■ **Problem 1**
In the records below, starting with the line with "Target: downpipe" and going on through the end of the records, lay out each line as a Markdown table with two columns: "Row" for a running row number and "Line" for the line itself. Leave out blank lines and the pictures.

■ **Selected excerpt**
--- --- ---
For non-deterministic modes, the tweak must be preserved along with the ciphertext to enable decryption.¶
The ipcrypt-deterministic
instantiation employs AES128 in a single‑block operation. Since AES128 is a permutation, every distinct 16‑byte input maps to a unique 16‑byte ciphertext, preserving the IP address format.¶
For test vectors, see Appendix D.1.¶
+---------------------+ | IP Address | | (IPv4 or IPv6) | +---------------------+ | v +---------------------+ | Convert to 16 Bytes | +---------------------+ | v +---------------------+ | AES128 Encrypt | | (Single Block) | +---------------------+ | v +---------------------+ | 16-Byte Output | +---------------------+ | v +---------------------+ | Convert to IP Format| +---------------------+¶
If the 16‑byte ciphertext begins with an IPv4‑mapped prefix, it MUST be rendered as a dotted‑decimal IPv4 address.¶
Otherwise, it is interpreted as an IPv6 address.¶
Note: To ensure IPv4 format preservation, implementers MUST consider using cycle‑walking, a 32-bit random permutation, or an FPE mode if required.¶
Non‑deterministic encryption leverages a tweakable block cipher together with a random tweak. For implementation details, see Appendix B.¶
The encryption process for non-deterministic modes consists of the following steps:¶
Generate a random tweak using a cryptographically secure random number generator¶
Convert the IP address to its 16-byte representation¶
Encrypt the 16-byte representation using the key and the tweak¶
Concatenate the tweak with the encrypted output to form the final ciphertext¶
The tweak is not considered secret and is included in the ciphertext. This allows the same tweak to be used for decryption.¶
The decryption process consists of the following steps:¶
Split the ciphertext into the tweak and the encrypted IP¶
Decrypt the encrypted IP using the key and the tweak¶
Convert the resulting 16-byte representation back to an IP address¶
Although the tweak is generated uniformly at random (and thus may occasionally collide per birthday bounds), such collisions are benign when they occur with different inputs. An (input, tweak)
--- --- ---
■ **Input material**
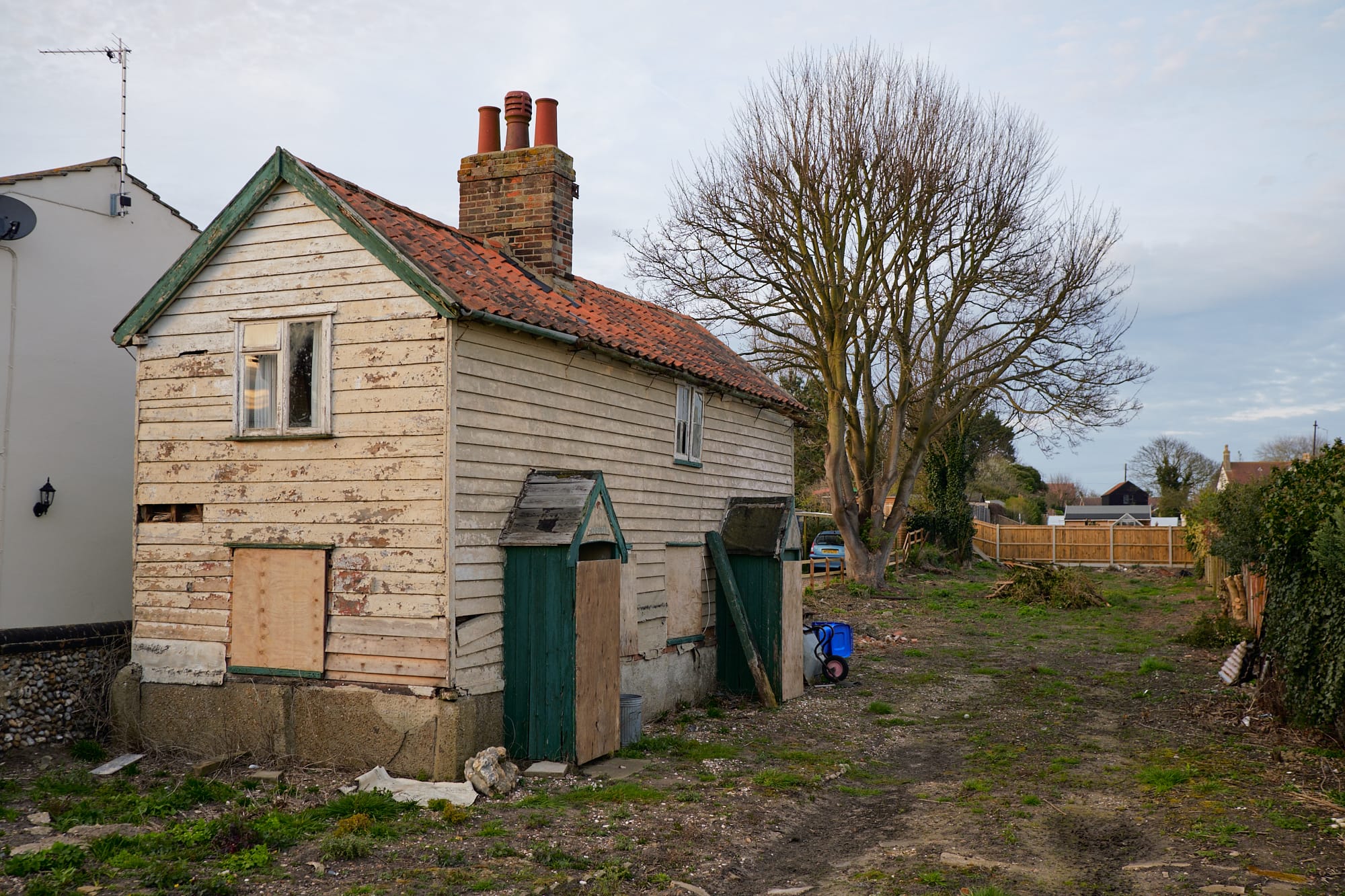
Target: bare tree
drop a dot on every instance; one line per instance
(1063, 491)
(907, 244)
(1174, 467)
(1288, 448)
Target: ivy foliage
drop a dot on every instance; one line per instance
(1304, 544)
(948, 467)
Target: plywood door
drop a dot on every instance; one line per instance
(598, 663)
(279, 603)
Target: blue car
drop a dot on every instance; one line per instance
(831, 546)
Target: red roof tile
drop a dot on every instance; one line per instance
(1249, 471)
(486, 279)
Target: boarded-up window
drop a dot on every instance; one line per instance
(279, 611)
(684, 576)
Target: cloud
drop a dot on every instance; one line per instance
(1285, 412)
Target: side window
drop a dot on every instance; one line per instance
(282, 377)
(691, 424)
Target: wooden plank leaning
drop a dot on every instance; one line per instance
(740, 618)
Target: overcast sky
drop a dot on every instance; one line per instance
(1218, 130)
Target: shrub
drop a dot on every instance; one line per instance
(1304, 537)
(1059, 587)
(1213, 633)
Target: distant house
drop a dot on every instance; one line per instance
(76, 249)
(357, 421)
(1114, 516)
(1125, 494)
(1245, 471)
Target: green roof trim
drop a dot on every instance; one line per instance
(623, 546)
(280, 167)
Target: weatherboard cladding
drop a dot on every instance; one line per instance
(486, 279)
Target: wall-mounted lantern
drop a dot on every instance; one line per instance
(45, 497)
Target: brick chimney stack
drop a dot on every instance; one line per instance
(521, 196)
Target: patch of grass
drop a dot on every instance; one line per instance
(896, 721)
(348, 848)
(375, 803)
(679, 747)
(558, 858)
(357, 823)
(1221, 833)
(778, 779)
(1286, 822)
(249, 860)
(61, 856)
(1164, 779)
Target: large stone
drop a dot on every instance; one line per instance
(348, 727)
(492, 772)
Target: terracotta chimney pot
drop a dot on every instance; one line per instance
(545, 134)
(518, 114)
(489, 130)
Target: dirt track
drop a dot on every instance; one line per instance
(997, 749)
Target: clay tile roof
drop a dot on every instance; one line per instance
(486, 279)
(111, 162)
(1249, 471)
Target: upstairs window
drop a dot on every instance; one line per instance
(691, 423)
(283, 377)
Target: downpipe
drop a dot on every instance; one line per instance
(9, 396)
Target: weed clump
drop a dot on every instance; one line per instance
(88, 751)
(1213, 633)
(1059, 587)
(348, 846)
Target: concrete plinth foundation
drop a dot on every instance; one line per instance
(350, 727)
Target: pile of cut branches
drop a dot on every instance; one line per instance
(1059, 587)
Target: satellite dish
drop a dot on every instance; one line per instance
(17, 218)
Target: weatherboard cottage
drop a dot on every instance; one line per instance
(341, 403)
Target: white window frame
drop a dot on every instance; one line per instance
(688, 425)
(322, 373)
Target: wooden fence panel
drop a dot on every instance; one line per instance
(1090, 545)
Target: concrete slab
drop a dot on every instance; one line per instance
(118, 764)
(216, 763)
(547, 770)
(615, 768)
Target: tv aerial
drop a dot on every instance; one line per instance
(17, 218)
(122, 201)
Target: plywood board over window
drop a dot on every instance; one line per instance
(279, 611)
(684, 575)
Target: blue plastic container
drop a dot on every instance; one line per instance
(837, 639)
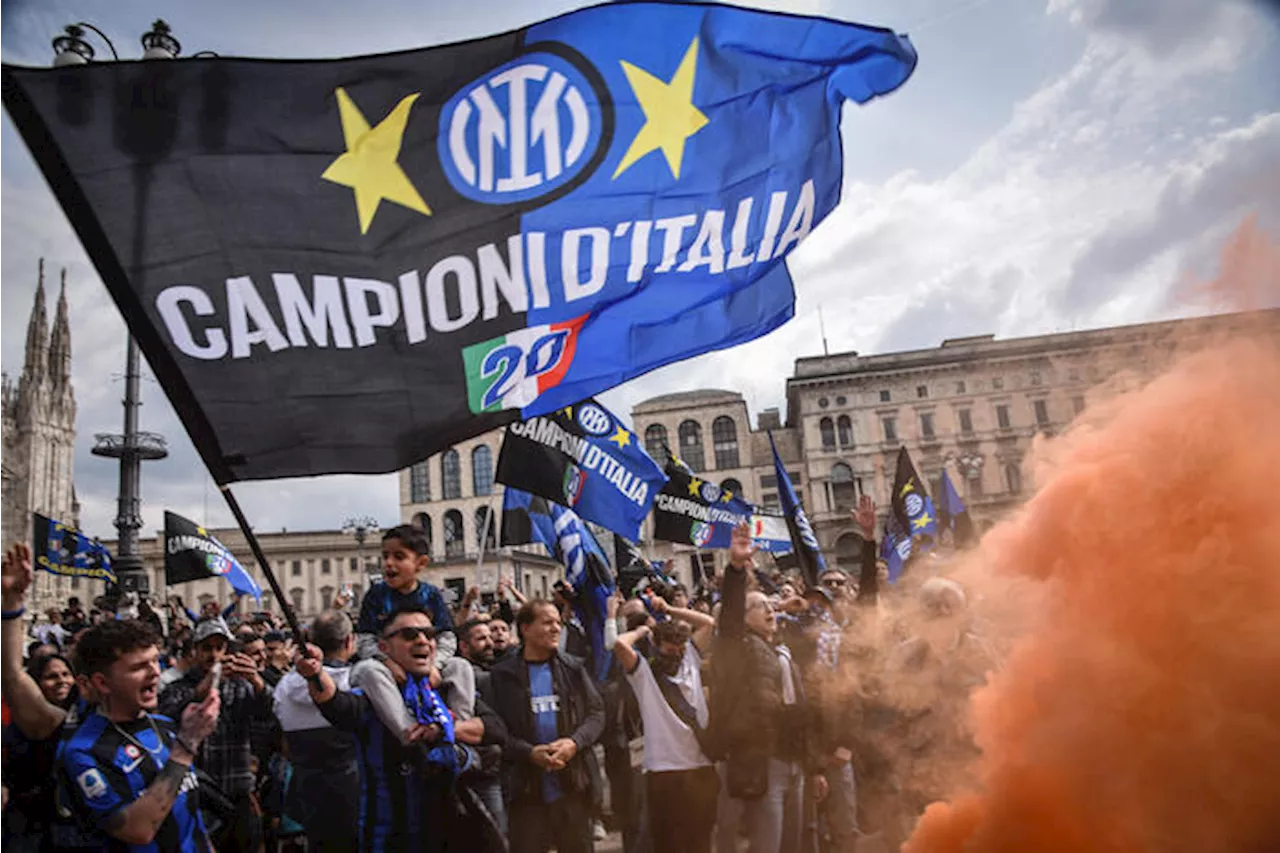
--- --- ---
■ **Problem 2**
Duplicate the whole excerpt on IP address encryption above, word for word.

■ **Written answer 1**
| Row | Line |
|---|---|
| 1 | Target: downpipe |
| 2 | drop a dot on every instance; one line per instance |
| 3 | (9, 396) |
| 4 | Target: weed clump |
| 5 | drop a dot on every instance; one line per instance |
| 6 | (88, 751) |
| 7 | (1213, 633) |
| 8 | (1059, 587) |
| 9 | (348, 846) |
| 10 | Target: concrete plinth foundation |
| 11 | drop a dot on every instance; one line per instance |
| 12 | (350, 727) |
| 13 | Target: pile of cut branches |
| 14 | drop a dot on every instance; one line per instance |
| 15 | (1059, 587) |
| 16 | Target: satellite dish |
| 17 | drop a dot on every instance; one line per instance |
| 18 | (17, 218) |
| 19 | Target: weatherboard cottage |
| 20 | drop a dot on every instance; one line per instance |
| 21 | (341, 403) |
| 22 | Target: white window frame |
| 23 | drop a dot on every instance; one line per instance |
| 24 | (688, 425) |
| 25 | (322, 373) |
| 26 | Target: wooden fence panel |
| 27 | drop a dot on every instance; one line per instance |
| 28 | (1090, 545) |
| 29 | Target: concrete slab |
| 30 | drop a dot on every instance; one line per instance |
| 31 | (118, 764) |
| 32 | (216, 763) |
| 33 | (547, 770) |
| 34 | (615, 768) |
| 35 | Target: tv aerial |
| 36 | drop a dot on every instance; one line per instance |
| 37 | (17, 218) |
| 38 | (122, 201) |
| 39 | Target: plywood board over window |
| 40 | drop a dot on every instance; one line per instance |
| 41 | (279, 611) |
| 42 | (684, 575) |
| 43 | Target: blue plastic container |
| 44 | drop a dot on every instance; one line per instance |
| 45 | (837, 639) |

■ **Written answer 2**
For non-deterministic modes, the tweak must be preserved along with the ciphertext to enable decryption.¶
The ipcrypt-deterministic
instantiation employs AES128 in a single‑block operation. Since AES128 is a permutation, every distinct 16‑byte input maps to a unique 16‑byte ciphertext, preserving the IP address format.¶
For test vectors, see Appendix D.1.¶
+---------------------+ | IP Address | | (IPv4 or IPv6) | +---------------------+ | v +---------------------+ | Convert to 16 Bytes | +---------------------+ | v +---------------------+ | AES128 Encrypt | | (Single Block) | +---------------------+ | v +---------------------+ | 16-Byte Output | +---------------------+ | v +---------------------+ | Convert to IP Format| +---------------------+¶
If the 16‑byte ciphertext begins with an IPv4‑mapped prefix, it MUST be rendered as a dotted‑decimal IPv4 address.¶
Otherwise, it is interpreted as an IPv6 address.¶
Note: To ensure IPv4 format preservation, implementers MUST consider using cycle‑walking, a 32-bit random permutation, or an FPE mode if required.¶
Non‑deterministic encryption leverages a tweakable block cipher together with a random tweak. For implementation details, see Appendix B.¶
The encryption process for non-deterministic modes consists of the following steps:¶
Generate a random tweak using a cryptographically secure random number generator¶
Convert the IP address to its 16-byte representation¶
Encrypt the 16-byte representation using the key and the tweak¶
Concatenate the tweak with the encrypted output to form the final ciphertext¶
The tweak is not considered secret and is included in the ciphertext. This allows the same tweak to be used for decryption.¶
The decryption process consists of the following steps:¶
Split the ciphertext into the tweak and the encrypted IP¶
Decrypt the encrypted IP using the key and the tweak¶
Convert the resulting 16-byte representation back to an IP address¶
Although the tweak is generated uniformly at random (and thus may occasionally collide per birthday bounds), such collisions are benign when they occur with different inputs. An (input, tweak)